■ **Passage shown**:
On September 4, 2013, EPA published a proposed rule to modify its Water Quality Standards program, The proposed rule addresses six key topics that have been the subject of litigation and past EPA guidance: (1) the Administrator’s authority to impose federal water quality standards; (2) how designated uses are determined; (3) the triennial review of state water quality standards; (4) antidegradation; (5) water quality standard variances; and (6) the establishment of compliance schedules. The proposed changes to EPA’s antidegradation policy in particular will result in more water bodies being classified as “high quality” waters, making it more difficult for states to allow for changes in pollutant loading in such water bodies.
EPA’s antidegradation revisions propose to tighten state antidegradation policies in three ways. First, EPA has proposed revisions that will require water quality classifications to be made on a use-by-use basis, as opposed to a water body-by-water body basis. The likely result will be more waters classified as “high quality” waters subject to stricter antidegradation review since a waterbody can now be classified as “high quality” for some uses even when it has not fully attained all applicable use-based standards. Some jurisdictions already implement antidegradation review in this manner, but for entities in those jurisdictions that do not, sources could find themselves facing a more rigid and onerous process in justifying a change in discharge limits.

■ **Exercise instructions**:
In the EPA water quality standards passage, swap "proposed rule" for "draft rule" and give the part starting with "On September 4, 2013, EPA" and going on through "such water bodies.".

■ **Data segment**:
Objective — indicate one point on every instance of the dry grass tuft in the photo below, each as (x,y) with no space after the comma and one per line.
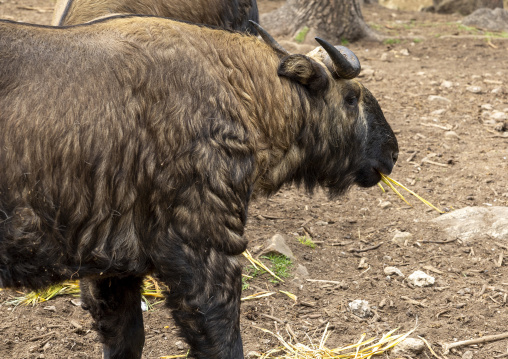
(151,288)
(363,349)
(391,182)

■ **Response to the exercise**:
On September 4, 2013, EPA published a draft rule to modify its Water Quality Standards program, The draft rule addresses six key topics that have been the subject of litigation and past EPA guidance: (1) the Administrator’s authority to impose federal water quality standards; (2) how designated uses are determined; (3) the triennial review of state water quality standards; (4) antidegradation; (5) water quality standard variances; and (6) the establishment of compliance schedules. The proposed changes to EPA’s antidegradation policy in particular will result in more water bodies being classified as “high quality” waters, making it more difficult for states to allow for changes in pollutant loading in such water bodies.